• [Extract]
-- -- --

LETTER TO EDITOR
|Year : 1997 | Volume
| Issue : 6 | Page : 382-383
Tinea versicolor localized to dorsal surface of hands and feet - A rare presentation in childhood
Puneet Bhargava, CM Kuldeep, NK Mathur
|How to cite this article:|
Bhargava P, Kuldeep C M, Mathur N K. Tinea versicolor localized to dorsal surface of hands and feet - A rare presentation in childhood.Indian J Dermatol Venereol Leprol 1997;63:382-383
|How to cite this URL:|
Bhargava P, Kuldeep C M, Mathur N K. Tinea versicolor localized to dorsal surface of hands and feet - A rare presentation in childhood. Indian J Dermatol Venereol Leprol [serial online] 1997 [cited 2020 Nov 24 ];63:382-383
Available from: https://www.ijdvl.com/text.asp?1997/63/6/382/4624
To the Editor
Tinea versicolor is a chronic superficial mycosis caused by Malassezia furfur, a lipophilic yeast which is a saprophyte of the normal skin in 92% of people.  Factors responsible for the overgrowth of the yeast and conversion to a predominantly parasitic mycelial morphology associated with clinical disease are a warm and humid environment, genetically inherited predisposition, occurrence near puberty, immunosuppression, malnutrition, pregnancy, Cushing's disease, use of oral contraceptives, excessive oily skin and hyperhidrosis ,
Recently a 6-year-old healthy male child was referred to us with asymptomatic hypopigmented scaly macules of 3 weeks duration, symmetrically placed over dorsal surface of hands and feet. Relevant family history was negative. General physical and systemic examination revealed no other abnormalities. KOH mount with methylene blue stain from the lesions showed typical "meatball and spaghetti" appearance of yeast and hyphae while other laboratory investigations showed no evidence of immunosuppression.
Patient was treated with twice daily local application of ciclopiroxolamine solution which provided clinical and mycological cure in 4 weeks.
The observations in this child have left many unanswered questions regarding pathogenesis of tinea versicolor. It is interesting to note that sebaceous glands are only sparsely located on the dorsal surface of hands and feet.  Also sebaceous activity is at its minimum in early childhood.  Absence of family history in this child excludes a genetic predisposition for tinea versicolor. This child also showed no evidence of malnutrition or nonspecific immunosuppression. These observations suggest that there may be other factors in the pathogenesis of tinea versicolor which have to be looked for.

-- -- --

• [Things to do]
**1)** Please copy from the letter on tinea versicolor the passage starting at "Patient was treated" and ending at "be looked for.".
**2)** According to the letter on tinea versicolor, how long did the twice-daily ciclopiroxolamine solution take to produce clinical and mycological cure in the child?

• [Provided data]
-- -- --

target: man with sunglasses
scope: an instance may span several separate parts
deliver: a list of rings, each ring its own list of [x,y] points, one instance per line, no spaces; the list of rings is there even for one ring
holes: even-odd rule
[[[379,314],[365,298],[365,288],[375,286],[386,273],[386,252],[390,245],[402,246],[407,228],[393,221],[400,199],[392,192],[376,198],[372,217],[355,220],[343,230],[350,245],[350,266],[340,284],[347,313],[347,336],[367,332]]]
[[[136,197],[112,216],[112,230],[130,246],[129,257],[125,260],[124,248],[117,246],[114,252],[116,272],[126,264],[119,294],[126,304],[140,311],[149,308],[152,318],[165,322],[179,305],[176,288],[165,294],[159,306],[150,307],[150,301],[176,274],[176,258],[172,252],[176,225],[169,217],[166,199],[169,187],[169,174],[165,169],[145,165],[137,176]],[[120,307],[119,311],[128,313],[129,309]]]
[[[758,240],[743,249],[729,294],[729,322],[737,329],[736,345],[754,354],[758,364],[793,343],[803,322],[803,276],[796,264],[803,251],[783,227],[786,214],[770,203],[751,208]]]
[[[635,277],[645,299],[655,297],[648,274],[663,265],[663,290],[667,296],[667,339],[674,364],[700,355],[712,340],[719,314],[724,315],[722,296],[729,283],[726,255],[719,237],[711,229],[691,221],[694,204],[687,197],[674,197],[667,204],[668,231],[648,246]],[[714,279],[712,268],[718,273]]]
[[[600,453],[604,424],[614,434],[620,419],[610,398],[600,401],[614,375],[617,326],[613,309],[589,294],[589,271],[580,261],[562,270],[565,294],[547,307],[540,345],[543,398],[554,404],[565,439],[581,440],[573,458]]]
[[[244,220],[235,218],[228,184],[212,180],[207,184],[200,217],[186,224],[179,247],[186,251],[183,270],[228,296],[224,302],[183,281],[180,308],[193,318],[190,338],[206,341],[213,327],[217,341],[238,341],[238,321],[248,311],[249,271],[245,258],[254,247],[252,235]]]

-- -- --

• [List of answers]
**1)**
Patient was treated with twice daily local application of ciclopiroxolamine solution which provided clinical and mycological cure in 4 weeks.
The observations in this child have left many unanswered questions regarding pathogenesis of tinea versicolor. It is interesting to note that sebaceous glands are only sparsely located on the dorsal surface of hands and feet.  Also sebaceous activity is at its minimum in early childhood.  Absence of family history in this child excludes a genetic predisposition for tinea versicolor. This child also showed no evidence of malnutrition or nonspecific immunosuppression. These observations suggest that there may be other factors in the pathogenesis of tinea versicolor which have to be looked for.

**2)** Four weeks.